━━━ TEXT SHOWN

AIME 2022 II · 第 6 题

Solution 1

By PIE, $|A|+|B|-|A \cap B| = |A \cup B|$. Substituting into the equation and factoring, we get that $(|A| - |A \cap B|)(|B| - |A \cap B|) = 0$, so therefore $A \subseteq B$ or $B \subseteq A$. WLOG $A\subseteq B$, then for each element there are $3$ possibilities, either it is in both $A$ and $B$, it is in $B$ but not $A$, or it is in neither $A$ nor $B$. This gives us $3^{5}$ possibilities, and we multiply by $2$ since it could have also been the other way around. Now we need to subtract the overlaps where $A=B$, and this case has $2^{5}=32$ ways that could happen. It is $32$ because each number could be in the subset or it could not be in the subset. So the final answer is $2\cdot 3^5 - 2^5 = \boxed{454}$.

~math31415926535

Solution 2

We denote $\Omega = \left\{ 1 , 2 , 3 , 4 , 5 \right\}$. We denote $X = A \cap B$, $Y = A \backslash \left( A \cap B \right)$, $Z = B \backslash \left( A \cap B \right)$, $W = \Omega \backslash \left( A \cup B \right)$.

━━━━━━

DIRECTION 1 -> In the AIME solution text, how many ways does Solution 1 count for the overlap case where A equals B?
DIRECTION 2 -> Write out everything in the AIME solution text from "We denote $\Omega" down to "A \cup B \right)$.".
You won't need the entries.

━━━ DATASET EXTRACT

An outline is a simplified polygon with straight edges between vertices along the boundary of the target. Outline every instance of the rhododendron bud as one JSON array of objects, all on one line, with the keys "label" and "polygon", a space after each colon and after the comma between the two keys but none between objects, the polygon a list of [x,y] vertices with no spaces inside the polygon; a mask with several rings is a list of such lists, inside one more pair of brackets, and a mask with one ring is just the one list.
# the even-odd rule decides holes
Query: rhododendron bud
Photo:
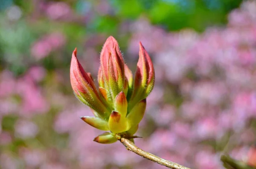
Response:
[{"label": "rhododendron bud", "polygon": [[140,42],[139,61],[129,110],[131,110],[137,102],[148,96],[154,87],[154,79],[153,63],[148,52]]},{"label": "rhododendron bud", "polygon": [[100,59],[105,87],[114,100],[124,90],[125,64],[118,43],[113,37],[109,37],[104,44]]},{"label": "rhododendron bud", "polygon": [[114,133],[124,132],[129,129],[127,118],[122,114],[113,111],[108,120],[108,127],[110,131]]},{"label": "rhododendron bud", "polygon": [[86,73],[74,51],[70,66],[70,81],[77,98],[92,109],[95,117],[82,116],[89,125],[102,130],[110,131],[96,137],[100,143],[113,143],[117,138],[133,135],[138,127],[146,107],[146,97],[154,86],[154,73],[148,54],[140,43],[139,59],[135,79],[125,65],[117,42],[110,37],[100,55],[98,73],[99,87]]},{"label": "rhododendron bud", "polygon": [[131,127],[137,126],[142,120],[146,110],[146,99],[137,103],[127,115]]},{"label": "rhododendron bud", "polygon": [[133,76],[131,71],[130,70],[126,65],[125,65],[125,80],[128,84],[127,92],[126,93],[126,98],[127,100],[130,99],[132,93],[133,86]]},{"label": "rhododendron bud", "polygon": [[125,117],[127,113],[127,100],[125,95],[121,91],[116,96],[114,103],[115,110]]},{"label": "rhododendron bud", "polygon": [[77,98],[100,116],[107,116],[109,110],[101,100],[92,78],[85,72],[77,60],[76,48],[72,55],[70,76],[71,86]]}]

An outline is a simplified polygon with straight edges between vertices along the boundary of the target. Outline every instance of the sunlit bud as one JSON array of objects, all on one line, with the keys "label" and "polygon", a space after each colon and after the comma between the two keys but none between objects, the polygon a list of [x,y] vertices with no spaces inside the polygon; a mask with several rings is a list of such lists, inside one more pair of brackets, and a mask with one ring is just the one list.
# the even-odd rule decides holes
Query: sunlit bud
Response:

━━━━━━

FINISHED ANSWER 1 -> 32 ways ($2^{5}$).

FINISHED ANSWER 2 ->
We denote $\Omega = \left\{ 1 , 2 , 3 , 4 , 5 \right\}$. We denote $X = A \cap B$, $Y = A \backslash \left( A \cap B \right)$, $Z = B \backslash \left( A \cap B \right)$, $W = \Omega \backslash \left( A \cup B \right)$.